Reproduce the following entries word for word, omitting the pictures.

Stored entries:
##########
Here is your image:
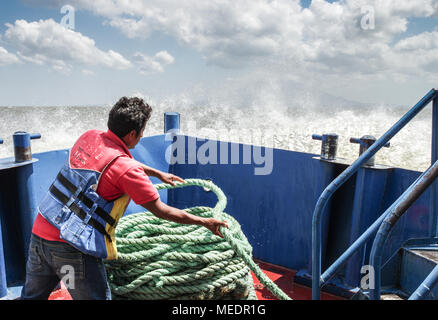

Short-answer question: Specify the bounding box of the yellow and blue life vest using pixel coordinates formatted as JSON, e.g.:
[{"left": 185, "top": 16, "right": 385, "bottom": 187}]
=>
[{"left": 39, "top": 133, "right": 130, "bottom": 260}]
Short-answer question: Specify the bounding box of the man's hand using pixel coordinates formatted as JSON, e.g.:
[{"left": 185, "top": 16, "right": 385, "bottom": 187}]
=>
[
  {"left": 156, "top": 171, "right": 184, "bottom": 186},
  {"left": 202, "top": 218, "right": 228, "bottom": 238}
]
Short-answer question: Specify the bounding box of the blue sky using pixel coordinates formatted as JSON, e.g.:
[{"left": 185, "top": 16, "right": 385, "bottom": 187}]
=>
[{"left": 0, "top": 0, "right": 438, "bottom": 105}]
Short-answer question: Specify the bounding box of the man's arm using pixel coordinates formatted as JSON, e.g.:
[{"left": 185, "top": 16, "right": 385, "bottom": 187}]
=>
[{"left": 141, "top": 198, "right": 228, "bottom": 238}]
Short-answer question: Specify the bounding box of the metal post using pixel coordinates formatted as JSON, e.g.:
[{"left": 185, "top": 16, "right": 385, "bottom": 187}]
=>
[
  {"left": 13, "top": 131, "right": 41, "bottom": 258},
  {"left": 164, "top": 112, "right": 180, "bottom": 133},
  {"left": 312, "top": 89, "right": 437, "bottom": 300},
  {"left": 0, "top": 139, "right": 8, "bottom": 298},
  {"left": 12, "top": 131, "right": 41, "bottom": 162},
  {"left": 408, "top": 265, "right": 438, "bottom": 300},
  {"left": 429, "top": 97, "right": 438, "bottom": 238},
  {"left": 370, "top": 161, "right": 438, "bottom": 300},
  {"left": 312, "top": 133, "right": 338, "bottom": 160}
]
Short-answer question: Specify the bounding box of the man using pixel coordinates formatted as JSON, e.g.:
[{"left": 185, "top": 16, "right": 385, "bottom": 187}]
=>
[{"left": 21, "top": 97, "right": 228, "bottom": 300}]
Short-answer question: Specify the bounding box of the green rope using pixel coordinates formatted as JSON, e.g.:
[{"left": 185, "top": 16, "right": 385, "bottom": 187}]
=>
##########
The result ::
Here is your image:

Short-answer question: Specify the bounding box of the yellow and blue life vest using pixel coordinates formatted as JSON, e.g.:
[{"left": 185, "top": 16, "right": 385, "bottom": 187}]
=>
[{"left": 39, "top": 133, "right": 130, "bottom": 260}]
Short-answer question: Specify the bounding box of the man's hand using pixel coordinates formatted as JSON, e.g.:
[{"left": 185, "top": 16, "right": 385, "bottom": 187}]
=>
[
  {"left": 156, "top": 171, "right": 184, "bottom": 186},
  {"left": 202, "top": 218, "right": 228, "bottom": 238}
]
Short-answer question: Specify the bounding box of the blue sky using pixel coordinates formatted as JSON, e.g.:
[{"left": 185, "top": 16, "right": 385, "bottom": 187}]
=>
[{"left": 0, "top": 0, "right": 438, "bottom": 105}]
Short-answer question: Specify the bounding box of the man's arm using pixel coordinates formatted as JSON, e.g.:
[{"left": 185, "top": 16, "right": 385, "bottom": 187}]
=>
[{"left": 141, "top": 198, "right": 228, "bottom": 238}]
Short-answer question: Specify the bounding box of the metal post using pixel coordinates formatted as JSON, e.g.:
[{"left": 185, "top": 16, "right": 385, "bottom": 187}]
=>
[
  {"left": 13, "top": 131, "right": 41, "bottom": 258},
  {"left": 164, "top": 112, "right": 180, "bottom": 133},
  {"left": 312, "top": 89, "right": 437, "bottom": 300},
  {"left": 0, "top": 139, "right": 8, "bottom": 298},
  {"left": 12, "top": 131, "right": 41, "bottom": 162},
  {"left": 408, "top": 265, "right": 438, "bottom": 300},
  {"left": 429, "top": 97, "right": 438, "bottom": 238},
  {"left": 370, "top": 161, "right": 438, "bottom": 300},
  {"left": 312, "top": 133, "right": 338, "bottom": 160}
]
Short-answer question: Specify the bounding box of the man using pixel coordinates formatted as JSON, e.g.:
[{"left": 185, "top": 16, "right": 385, "bottom": 187}]
=>
[{"left": 21, "top": 97, "right": 228, "bottom": 300}]
Short-answer question: Specify the bounding box of the green rope using pixel coordinates formatted as JSON, e.g.:
[{"left": 185, "top": 16, "right": 385, "bottom": 187}]
=>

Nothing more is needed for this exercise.